Return the records that follow, unchanged and complete.

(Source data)
════════
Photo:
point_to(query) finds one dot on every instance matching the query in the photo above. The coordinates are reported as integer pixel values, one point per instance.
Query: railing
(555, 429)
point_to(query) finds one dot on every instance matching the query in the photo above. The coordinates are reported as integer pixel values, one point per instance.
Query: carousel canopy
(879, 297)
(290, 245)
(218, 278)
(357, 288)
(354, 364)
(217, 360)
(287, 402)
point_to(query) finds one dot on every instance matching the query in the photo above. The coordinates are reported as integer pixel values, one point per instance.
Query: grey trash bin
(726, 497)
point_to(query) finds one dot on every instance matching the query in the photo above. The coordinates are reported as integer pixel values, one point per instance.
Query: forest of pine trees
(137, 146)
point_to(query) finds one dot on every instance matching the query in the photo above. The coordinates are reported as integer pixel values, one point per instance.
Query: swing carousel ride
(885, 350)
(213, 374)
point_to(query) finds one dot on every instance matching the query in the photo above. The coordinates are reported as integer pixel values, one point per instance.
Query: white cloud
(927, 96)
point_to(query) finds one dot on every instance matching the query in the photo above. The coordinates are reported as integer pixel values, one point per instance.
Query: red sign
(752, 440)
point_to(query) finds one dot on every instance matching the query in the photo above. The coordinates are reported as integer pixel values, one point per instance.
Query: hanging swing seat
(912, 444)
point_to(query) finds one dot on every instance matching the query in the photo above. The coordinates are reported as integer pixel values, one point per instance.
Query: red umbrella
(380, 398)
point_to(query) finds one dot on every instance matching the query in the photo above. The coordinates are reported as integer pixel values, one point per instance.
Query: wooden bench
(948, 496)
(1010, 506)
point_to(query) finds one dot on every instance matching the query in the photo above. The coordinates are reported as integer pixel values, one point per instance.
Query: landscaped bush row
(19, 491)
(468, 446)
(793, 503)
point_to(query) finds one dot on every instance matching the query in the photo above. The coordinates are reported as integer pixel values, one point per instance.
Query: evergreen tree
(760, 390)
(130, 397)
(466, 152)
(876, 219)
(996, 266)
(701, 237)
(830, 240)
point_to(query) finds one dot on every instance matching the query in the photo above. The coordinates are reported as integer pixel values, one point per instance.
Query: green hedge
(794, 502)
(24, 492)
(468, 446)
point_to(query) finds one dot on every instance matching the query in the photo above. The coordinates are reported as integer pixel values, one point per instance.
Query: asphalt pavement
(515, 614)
════════
● **TASK OUTPUT**
Photo:
point_to(query) finds one dot on every instance matching the query in the photo above. The coordinates are reported as integer pixel values, one point per instance.
Query: railing
(555, 429)
point_to(query) finds one dot on every instance matching the query in the photo above. The coordinates are reported as integer pixel values, one point per instance.
Query: carousel canopy
(879, 297)
(290, 245)
(218, 278)
(357, 288)
(354, 364)
(217, 360)
(287, 402)
point_to(query) finds one dot on every instance matching the query in the photo above. The coordinates are reported as integer pixel values, one point per instance.
Query: grey trash bin
(726, 497)
point_to(query) finds one dot on every instance matching the query in the photo above. The coordinates are reported as integer pixel values, one point per instance.
Query: forest of pine trees
(137, 146)
point_to(query) finds one dot on every instance matching the query in the photo above. The coordinates are reported as integer pixel values, one point per instance.
Query: swing carousel ride
(885, 350)
(213, 374)
point_to(query) finds one dot on every instance matching the query in the photo above. The coordinates are reported as integer pixel values, one point per instance.
Query: white cloud
(927, 96)
point_to(query) finds one dot on every instance matching the query in the photo above. The coordinates are reported as integer pixel values, one point per instance.
Query: red sign
(752, 440)
point_to(query) finds one dot on every instance matching the query in the photo above. The coordinates are reported as integer pixel values, one point per instance.
Query: hanging swing seat
(912, 444)
point_to(query) finds one dot on every instance matching the query in the photo above. The coordinates are reported as integer pixel values, one point per instance.
Query: red umbrella
(380, 398)
point_to(query) finds one dot on every instance matching the query in the photo above. The coordinates are reported as integer pixel values, one point per instance.
Query: wooden bench
(948, 496)
(1010, 506)
point_to(query) finds one dot on every instance matching the query in the photo above. The coordinates are reported as integer pixel values, one point per instance.
Query: landscaped bush row
(19, 491)
(468, 446)
(793, 503)
point_to(query) finds one dot on every instance matching the query in the photo above. The coordinates are reported as integer pixel values, one point per instance.
Query: evergreen tree
(760, 390)
(130, 397)
(466, 152)
(876, 219)
(996, 266)
(701, 237)
(830, 240)
point_to(query) finds one dot on every instance matching the query in the photo above. The coordinates are reported as integer pixel values, one point per instance.
Query: green hedge
(794, 502)
(24, 492)
(468, 446)
point_to(query) finds one dot on every instance matching the query in the photo above. The coordinates are reported as integer pixel values, one point per instance.
Query: asphalt pavement
(515, 614)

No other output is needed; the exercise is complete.